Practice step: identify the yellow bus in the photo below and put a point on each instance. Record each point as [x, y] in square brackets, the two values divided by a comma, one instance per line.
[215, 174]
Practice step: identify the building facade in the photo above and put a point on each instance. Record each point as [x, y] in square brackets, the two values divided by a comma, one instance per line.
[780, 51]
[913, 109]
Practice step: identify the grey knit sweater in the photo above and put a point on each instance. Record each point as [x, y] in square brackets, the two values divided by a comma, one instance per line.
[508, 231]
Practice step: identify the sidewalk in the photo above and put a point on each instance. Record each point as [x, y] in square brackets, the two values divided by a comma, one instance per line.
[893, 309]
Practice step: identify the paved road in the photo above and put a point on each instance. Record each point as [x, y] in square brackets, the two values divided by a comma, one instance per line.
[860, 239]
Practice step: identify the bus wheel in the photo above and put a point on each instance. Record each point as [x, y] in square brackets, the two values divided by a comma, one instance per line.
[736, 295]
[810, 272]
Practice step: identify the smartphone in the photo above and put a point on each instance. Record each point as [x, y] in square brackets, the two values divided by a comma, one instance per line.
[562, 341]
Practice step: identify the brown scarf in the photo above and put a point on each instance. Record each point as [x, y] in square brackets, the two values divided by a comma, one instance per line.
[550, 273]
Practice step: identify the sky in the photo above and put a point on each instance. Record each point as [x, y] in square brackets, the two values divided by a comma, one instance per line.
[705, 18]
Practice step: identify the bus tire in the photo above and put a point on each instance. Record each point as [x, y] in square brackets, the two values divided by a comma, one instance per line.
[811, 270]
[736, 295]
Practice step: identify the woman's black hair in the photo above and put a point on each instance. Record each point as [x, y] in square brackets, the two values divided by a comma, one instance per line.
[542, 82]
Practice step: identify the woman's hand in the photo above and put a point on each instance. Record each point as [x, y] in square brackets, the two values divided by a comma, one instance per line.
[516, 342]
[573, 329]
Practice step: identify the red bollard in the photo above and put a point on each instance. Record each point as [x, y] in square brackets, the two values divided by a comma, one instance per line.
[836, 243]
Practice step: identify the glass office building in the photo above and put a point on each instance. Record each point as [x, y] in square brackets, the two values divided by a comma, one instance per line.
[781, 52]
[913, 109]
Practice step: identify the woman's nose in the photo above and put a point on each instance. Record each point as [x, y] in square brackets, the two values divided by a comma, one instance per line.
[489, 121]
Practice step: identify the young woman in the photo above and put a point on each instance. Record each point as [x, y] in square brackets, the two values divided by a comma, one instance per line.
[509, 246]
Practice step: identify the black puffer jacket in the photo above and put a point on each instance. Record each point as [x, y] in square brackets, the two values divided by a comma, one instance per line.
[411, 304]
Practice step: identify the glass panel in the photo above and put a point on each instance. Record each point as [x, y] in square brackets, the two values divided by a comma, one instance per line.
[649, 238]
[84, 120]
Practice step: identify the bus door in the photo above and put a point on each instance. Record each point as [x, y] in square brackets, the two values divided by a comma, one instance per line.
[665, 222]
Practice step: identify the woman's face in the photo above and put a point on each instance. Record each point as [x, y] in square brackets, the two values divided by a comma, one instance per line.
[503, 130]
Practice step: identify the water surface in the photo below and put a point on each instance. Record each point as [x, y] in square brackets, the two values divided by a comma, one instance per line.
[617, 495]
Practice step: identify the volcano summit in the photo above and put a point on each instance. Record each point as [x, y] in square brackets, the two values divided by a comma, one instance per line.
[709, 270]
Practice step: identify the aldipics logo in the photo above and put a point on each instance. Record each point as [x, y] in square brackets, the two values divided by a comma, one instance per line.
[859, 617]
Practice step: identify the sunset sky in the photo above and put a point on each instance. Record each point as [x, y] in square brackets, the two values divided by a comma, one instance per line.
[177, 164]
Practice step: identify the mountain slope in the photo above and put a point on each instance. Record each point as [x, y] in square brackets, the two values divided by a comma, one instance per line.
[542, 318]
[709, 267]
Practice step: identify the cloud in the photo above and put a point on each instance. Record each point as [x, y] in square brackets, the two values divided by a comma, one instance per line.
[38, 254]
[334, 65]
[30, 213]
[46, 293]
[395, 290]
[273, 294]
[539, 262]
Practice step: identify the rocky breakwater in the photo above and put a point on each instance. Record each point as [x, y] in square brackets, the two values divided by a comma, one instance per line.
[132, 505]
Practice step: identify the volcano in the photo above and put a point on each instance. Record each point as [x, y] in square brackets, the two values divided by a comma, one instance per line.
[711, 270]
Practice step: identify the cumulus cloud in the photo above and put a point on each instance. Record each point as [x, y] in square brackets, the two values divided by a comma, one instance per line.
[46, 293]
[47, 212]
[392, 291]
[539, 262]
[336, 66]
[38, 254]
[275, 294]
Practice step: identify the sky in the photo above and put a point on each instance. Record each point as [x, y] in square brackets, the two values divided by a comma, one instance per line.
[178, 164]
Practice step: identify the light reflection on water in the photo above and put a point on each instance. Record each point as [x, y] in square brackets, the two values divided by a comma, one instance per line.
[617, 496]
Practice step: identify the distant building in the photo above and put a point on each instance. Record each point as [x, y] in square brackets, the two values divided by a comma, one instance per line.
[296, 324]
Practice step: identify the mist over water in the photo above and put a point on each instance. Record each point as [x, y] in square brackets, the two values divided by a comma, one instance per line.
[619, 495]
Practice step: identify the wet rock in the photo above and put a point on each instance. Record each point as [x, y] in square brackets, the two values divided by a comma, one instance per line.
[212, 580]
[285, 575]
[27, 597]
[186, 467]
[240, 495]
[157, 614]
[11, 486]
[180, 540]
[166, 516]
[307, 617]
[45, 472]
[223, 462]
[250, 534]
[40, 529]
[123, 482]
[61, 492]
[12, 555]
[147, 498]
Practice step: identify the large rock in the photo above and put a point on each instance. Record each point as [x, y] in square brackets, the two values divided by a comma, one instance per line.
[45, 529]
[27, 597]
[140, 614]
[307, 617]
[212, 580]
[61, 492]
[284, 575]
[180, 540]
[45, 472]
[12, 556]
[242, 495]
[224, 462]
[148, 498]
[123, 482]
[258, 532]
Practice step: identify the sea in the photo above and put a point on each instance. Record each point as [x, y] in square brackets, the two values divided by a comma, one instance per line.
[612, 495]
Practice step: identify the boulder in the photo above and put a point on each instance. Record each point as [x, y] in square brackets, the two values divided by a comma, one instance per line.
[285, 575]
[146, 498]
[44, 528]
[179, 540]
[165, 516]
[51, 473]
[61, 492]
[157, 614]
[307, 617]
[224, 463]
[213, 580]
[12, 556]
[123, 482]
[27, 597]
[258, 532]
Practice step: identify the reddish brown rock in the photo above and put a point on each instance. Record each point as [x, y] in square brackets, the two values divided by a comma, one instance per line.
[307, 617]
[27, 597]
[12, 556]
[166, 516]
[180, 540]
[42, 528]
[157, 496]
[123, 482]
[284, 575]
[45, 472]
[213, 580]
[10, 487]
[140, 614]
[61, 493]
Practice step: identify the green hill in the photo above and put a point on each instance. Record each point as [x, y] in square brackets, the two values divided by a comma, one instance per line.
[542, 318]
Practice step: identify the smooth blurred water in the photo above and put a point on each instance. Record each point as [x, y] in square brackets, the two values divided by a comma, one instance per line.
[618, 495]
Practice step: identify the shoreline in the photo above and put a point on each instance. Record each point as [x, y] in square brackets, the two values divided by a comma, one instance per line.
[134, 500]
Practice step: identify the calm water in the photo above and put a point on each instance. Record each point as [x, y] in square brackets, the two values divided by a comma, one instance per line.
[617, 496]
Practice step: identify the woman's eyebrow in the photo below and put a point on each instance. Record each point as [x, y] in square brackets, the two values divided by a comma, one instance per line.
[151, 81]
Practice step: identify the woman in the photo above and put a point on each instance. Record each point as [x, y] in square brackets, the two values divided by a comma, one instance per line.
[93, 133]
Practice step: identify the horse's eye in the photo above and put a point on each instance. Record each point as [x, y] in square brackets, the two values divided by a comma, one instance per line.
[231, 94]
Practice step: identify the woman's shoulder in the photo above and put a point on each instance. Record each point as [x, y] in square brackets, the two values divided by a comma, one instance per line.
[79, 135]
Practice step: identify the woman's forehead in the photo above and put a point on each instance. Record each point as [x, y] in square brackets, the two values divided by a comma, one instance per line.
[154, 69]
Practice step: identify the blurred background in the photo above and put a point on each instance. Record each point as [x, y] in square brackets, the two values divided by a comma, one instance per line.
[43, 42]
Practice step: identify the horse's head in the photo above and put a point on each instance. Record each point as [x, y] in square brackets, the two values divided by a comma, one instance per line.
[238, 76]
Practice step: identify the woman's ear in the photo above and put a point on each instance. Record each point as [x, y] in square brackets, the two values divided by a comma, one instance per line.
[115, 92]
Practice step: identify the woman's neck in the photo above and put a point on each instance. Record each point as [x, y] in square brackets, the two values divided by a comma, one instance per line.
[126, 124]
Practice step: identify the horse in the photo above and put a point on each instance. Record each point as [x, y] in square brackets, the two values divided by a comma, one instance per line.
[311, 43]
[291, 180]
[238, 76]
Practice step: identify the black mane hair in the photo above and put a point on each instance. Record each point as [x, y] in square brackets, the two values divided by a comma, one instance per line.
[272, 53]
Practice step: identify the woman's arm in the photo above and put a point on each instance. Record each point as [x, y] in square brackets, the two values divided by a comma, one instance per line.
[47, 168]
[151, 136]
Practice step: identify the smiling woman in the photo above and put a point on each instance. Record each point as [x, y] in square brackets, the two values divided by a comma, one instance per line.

☆ ☆ ☆ ☆ ☆ ☆ ☆

Problem statement
Make an exact copy of each line, beginning at the one containing "Practice step: identify the horse in" and ending with the last line of the data, and of no other line.

Answer box
Practice step: identify the horse in the photo above and put a point on each instance. Record each point as [x, y] in square brackets, the two values divided by a comma, one instance per line.
[311, 43]
[291, 180]
[238, 76]
Practice step: identify the black mane hair in the photo above and put a point on each instance. Record each point as [x, y] in square brackets, the two values divided by a comma, one instance per line.
[272, 53]
Practice step: identify the woman's arm in the photo above and put a point on each instance. Record each point as [x, y] in square brackets, the two values divided by a comma, one instance per line.
[47, 168]
[151, 136]
Practice step: identify the smiling woman in the photo above and put a point on each instance. Record each point as [x, y] in square brackets, the two values divided by a comma, one instance per line.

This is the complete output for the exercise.